Print the entire listing. Each line must match the original exactly.
-- Start of Exercise material --
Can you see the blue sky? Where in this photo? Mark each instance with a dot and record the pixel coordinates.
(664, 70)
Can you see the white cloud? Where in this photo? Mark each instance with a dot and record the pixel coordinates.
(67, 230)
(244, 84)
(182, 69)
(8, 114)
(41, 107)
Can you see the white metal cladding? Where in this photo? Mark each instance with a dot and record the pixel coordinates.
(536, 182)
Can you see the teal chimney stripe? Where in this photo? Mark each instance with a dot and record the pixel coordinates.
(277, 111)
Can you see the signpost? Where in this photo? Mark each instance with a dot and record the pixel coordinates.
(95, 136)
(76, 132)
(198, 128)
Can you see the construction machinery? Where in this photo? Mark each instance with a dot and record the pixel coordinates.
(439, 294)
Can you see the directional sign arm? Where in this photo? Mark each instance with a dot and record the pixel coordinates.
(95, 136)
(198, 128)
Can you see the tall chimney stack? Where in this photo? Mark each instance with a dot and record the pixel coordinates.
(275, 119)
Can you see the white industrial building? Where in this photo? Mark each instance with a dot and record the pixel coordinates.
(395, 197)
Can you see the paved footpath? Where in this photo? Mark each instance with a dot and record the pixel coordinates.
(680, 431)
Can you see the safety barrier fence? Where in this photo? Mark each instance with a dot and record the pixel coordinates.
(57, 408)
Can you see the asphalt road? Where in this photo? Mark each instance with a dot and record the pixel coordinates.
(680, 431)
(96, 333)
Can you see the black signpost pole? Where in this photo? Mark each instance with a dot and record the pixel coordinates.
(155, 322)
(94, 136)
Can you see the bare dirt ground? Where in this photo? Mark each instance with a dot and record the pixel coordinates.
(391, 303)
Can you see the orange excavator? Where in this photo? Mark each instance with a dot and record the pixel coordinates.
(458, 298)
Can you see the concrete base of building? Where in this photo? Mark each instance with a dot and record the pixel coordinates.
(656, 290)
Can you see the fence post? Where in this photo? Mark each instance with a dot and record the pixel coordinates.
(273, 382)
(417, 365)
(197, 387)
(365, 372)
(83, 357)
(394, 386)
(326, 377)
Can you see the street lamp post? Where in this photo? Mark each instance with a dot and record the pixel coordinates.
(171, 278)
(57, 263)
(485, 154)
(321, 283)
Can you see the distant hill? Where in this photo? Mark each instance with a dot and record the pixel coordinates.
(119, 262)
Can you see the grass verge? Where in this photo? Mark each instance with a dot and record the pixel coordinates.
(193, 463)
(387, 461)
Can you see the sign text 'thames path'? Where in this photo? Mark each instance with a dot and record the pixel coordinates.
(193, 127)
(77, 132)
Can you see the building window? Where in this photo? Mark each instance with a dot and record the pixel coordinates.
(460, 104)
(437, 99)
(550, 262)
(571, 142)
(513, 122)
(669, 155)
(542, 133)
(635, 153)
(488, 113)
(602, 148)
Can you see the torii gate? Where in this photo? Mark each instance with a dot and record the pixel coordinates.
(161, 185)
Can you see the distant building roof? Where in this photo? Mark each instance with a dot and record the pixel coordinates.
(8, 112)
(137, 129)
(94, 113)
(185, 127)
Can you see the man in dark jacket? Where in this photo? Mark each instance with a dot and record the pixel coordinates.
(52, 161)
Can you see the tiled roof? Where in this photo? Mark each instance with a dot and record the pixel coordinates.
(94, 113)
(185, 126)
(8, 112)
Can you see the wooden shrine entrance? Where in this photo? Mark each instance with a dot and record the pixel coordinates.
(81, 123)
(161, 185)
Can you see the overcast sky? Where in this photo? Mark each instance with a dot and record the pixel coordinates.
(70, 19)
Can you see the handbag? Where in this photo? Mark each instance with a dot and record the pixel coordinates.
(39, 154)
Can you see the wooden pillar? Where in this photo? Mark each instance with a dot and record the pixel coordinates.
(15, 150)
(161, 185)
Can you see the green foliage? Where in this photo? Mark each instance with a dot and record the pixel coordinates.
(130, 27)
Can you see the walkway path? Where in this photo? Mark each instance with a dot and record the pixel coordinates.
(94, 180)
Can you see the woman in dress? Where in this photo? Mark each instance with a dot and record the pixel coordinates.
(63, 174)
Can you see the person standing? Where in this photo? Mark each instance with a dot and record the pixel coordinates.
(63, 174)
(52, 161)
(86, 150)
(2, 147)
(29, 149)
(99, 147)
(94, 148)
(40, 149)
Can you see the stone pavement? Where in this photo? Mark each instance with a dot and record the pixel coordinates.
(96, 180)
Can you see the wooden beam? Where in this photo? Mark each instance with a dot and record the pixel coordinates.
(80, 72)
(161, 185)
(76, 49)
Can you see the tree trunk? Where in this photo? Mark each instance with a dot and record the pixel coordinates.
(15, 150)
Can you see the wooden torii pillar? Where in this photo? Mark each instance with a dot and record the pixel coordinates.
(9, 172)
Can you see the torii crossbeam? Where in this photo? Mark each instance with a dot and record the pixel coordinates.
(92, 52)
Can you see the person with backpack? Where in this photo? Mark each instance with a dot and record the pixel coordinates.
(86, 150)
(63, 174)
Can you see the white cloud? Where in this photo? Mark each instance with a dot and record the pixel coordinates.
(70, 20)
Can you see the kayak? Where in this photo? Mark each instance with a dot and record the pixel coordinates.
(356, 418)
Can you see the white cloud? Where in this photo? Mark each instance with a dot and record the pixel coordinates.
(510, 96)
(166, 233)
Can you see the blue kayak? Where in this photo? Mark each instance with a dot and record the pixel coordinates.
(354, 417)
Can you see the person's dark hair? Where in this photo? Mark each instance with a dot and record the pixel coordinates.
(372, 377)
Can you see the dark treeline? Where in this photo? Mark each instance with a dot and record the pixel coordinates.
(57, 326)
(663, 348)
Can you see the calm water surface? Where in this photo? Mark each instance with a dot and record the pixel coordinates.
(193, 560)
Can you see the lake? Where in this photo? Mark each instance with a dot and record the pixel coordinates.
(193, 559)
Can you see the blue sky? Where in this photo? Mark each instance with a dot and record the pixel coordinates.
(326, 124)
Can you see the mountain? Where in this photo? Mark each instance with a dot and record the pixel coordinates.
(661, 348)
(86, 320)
-- End of Exercise material --
**Solution to the exercise**:
Can you see the blue sky? Where in this photo? Mark each instance with a dot and record the pixel coordinates.
(664, 70)
Can you see the white cloud? Where in this photo? Mark each instance with a dot and record the pixel coordinates.
(67, 230)
(244, 84)
(182, 69)
(8, 114)
(41, 107)
Can you see the white metal cladding? Where in this photo? Mark each instance with a dot and record the pixel coordinates.
(536, 182)
Can you see the teal chimney stripe? Where in this photo? Mark each instance with a dot and record the pixel coordinates.
(277, 111)
Can you see the signpost? Where in this photo? Mark each instance with a dot and record the pixel coordinates.
(95, 136)
(76, 132)
(198, 128)
Can you see the construction machinery? Where in this photo? Mark each instance with a dot and record the pixel coordinates.
(439, 294)
Can you see the directional sign arm? Where in this photo? Mark each instance with a dot and record the pixel coordinates.
(95, 136)
(198, 128)
Can you see the tall chimney stack? Where in this photo? Mark each instance with a dot and record the pixel coordinates.
(275, 119)
Can you see the white industrial building? Where in this photo? Mark each instance with a dot and record the pixel coordinates.
(395, 197)
Can you see the paved footpath? Where in this photo? Mark each instance with a dot and record the pixel coordinates.
(680, 431)
Can you see the safety barrier fence? Where in this photo? Mark each instance with a dot and record the pixel coordinates.
(57, 408)
Can you see the asphalt road? Where in this photo? Mark each instance with a dot and record the pixel coordinates.
(680, 431)
(96, 333)
Can you see the black signpost pole? Where in this photo? Mark each instance with a dot and record the pixel coordinates.
(155, 322)
(94, 136)
Can you see the bare dirt ground? Where in this photo? Mark each instance with a dot and record the pixel coordinates.
(391, 303)
Can you see the orange excavator? Where in this photo? Mark each instance with a dot and record the pixel coordinates.
(458, 298)
Can you see the concrete base of building? Where in this photo? Mark each instance with a dot and record the pixel coordinates.
(656, 290)
Can you see the fence post? Where in this photo? Mark each instance with a dot and record the pixel coordinates.
(273, 382)
(417, 365)
(197, 387)
(365, 372)
(83, 357)
(394, 386)
(326, 377)
Can you see the street lamp post? Where in this photo? Mark each instance with a dot and record the pixel coordinates.
(171, 278)
(57, 263)
(485, 154)
(321, 283)
Can you see the distant hill? Where in this photo? Mark each instance with a dot and record the pixel coordinates.
(119, 262)
Can you see the grass verge? Where in this photo? Mark each instance with a dot and record the pixel coordinates.
(193, 463)
(387, 461)
Can you see the sign text 'thames path'? Where in this photo? Mark each instance with a dot and record the pixel coordinates.
(193, 127)
(77, 132)
Can you see the building window? Where in this photo? Mark each instance with a dot and record the pixel coordinates.
(460, 104)
(437, 99)
(550, 262)
(571, 142)
(513, 122)
(669, 155)
(542, 133)
(635, 153)
(488, 113)
(602, 148)
Can you see the torii gate? Where in this photo? Mark each instance with a dot and record the pixel coordinates.
(161, 185)
Can you see the distant building roof? Where in this photo? Mark each instance with a dot and record the pixel coordinates.
(8, 112)
(137, 129)
(94, 113)
(185, 127)
Can you see the man in dark jacket? Where in this photo? Mark each instance with a dot and record the pixel coordinates.
(52, 161)
Can you see the tiled roof? Where in this photo? Mark each instance with a dot and record the pixel coordinates.
(94, 113)
(185, 126)
(8, 112)
Can you see the wooden shrine entrance? Where in this photo? Mark each instance with a dot and record the pixel coordinates.
(81, 123)
(161, 185)
Can you see the overcast sky? Where in this photo? Mark each instance with a dot and record the pixel coordinates.
(70, 19)
Can you see the handbag? Where in this photo? Mark each instance with a dot and record the pixel coordinates.
(39, 154)
Can you see the wooden pillar? Where in this photo? Mark each instance with a dot and record the pixel coordinates.
(15, 150)
(161, 185)
Can you see the green foliage? Where in this photo? Mark each instance with a dot and record the pixel coordinates.
(130, 27)
Can you see the walkway path? Where in this photo? Mark each instance with a dot and record the pixel coordinates.
(94, 180)
Can you see the woman in dress? Where in this photo? Mark each instance with a dot and record the pixel coordinates.
(63, 174)
Can you see the person standing? Where in this photo? Mark each instance with a dot and record the pixel coordinates.
(63, 174)
(52, 161)
(86, 150)
(2, 147)
(29, 149)
(99, 147)
(94, 148)
(40, 149)
Can you see the stone pavement? Where in this photo? Mark each instance with a dot and record the pixel coordinates.
(96, 180)
Can you see the wooden beam? Where in this photo? Mark each instance with a dot and record the pixel coordinates.
(80, 72)
(161, 185)
(76, 49)
Can you see the tree trunk? Where in this photo? Mark each instance with a dot and record the pixel coordinates.
(15, 150)
Can you see the wooden torii pillar? Where in this photo? Mark each instance with a dot and record the pixel coordinates.
(9, 172)
Can you see the torii crossbeam? Where in this photo? Mark each instance with a dot and record the pixel coordinates.
(92, 52)
Can you see the person with backpack? Where in this photo? Mark each instance with a dot and record the pixel coordinates.
(86, 150)
(63, 174)
Can you see the white cloud? Where in this photo? Mark each instance with a dot and record the pixel coordinates.
(70, 20)
Can you see the kayak? Where in this photo? Mark each instance with a dot and record the pixel coordinates.
(356, 418)
Can you see the white cloud? Where in this photo? Mark each instance with a dot and record the pixel coordinates.
(510, 96)
(166, 233)
Can you see the blue kayak? Where in this photo? Mark each instance with a dot and record the pixel coordinates.
(354, 417)
Can you see the person's dark hair? Where in this photo? Mark each instance with a dot and record the pixel coordinates.
(372, 377)
Can you see the dark treeline? Where in this photo? Mark each instance with a dot and record the pixel coordinates.
(57, 326)
(663, 348)
Can you see the calm water surface? Where in this photo? Mark each instance with a dot and record the pixel coordinates.
(193, 560)
Can you see the lake? Where in this photo? Mark each instance with a dot and record the pixel coordinates.
(193, 559)
Can you see the blue sky? Where in this photo? Mark each instance with a dot and record the pixel coordinates.
(326, 124)
Can you see the mountain? Where in this photo? Mark each instance with a dot and record the pixel coordinates.
(661, 348)
(86, 320)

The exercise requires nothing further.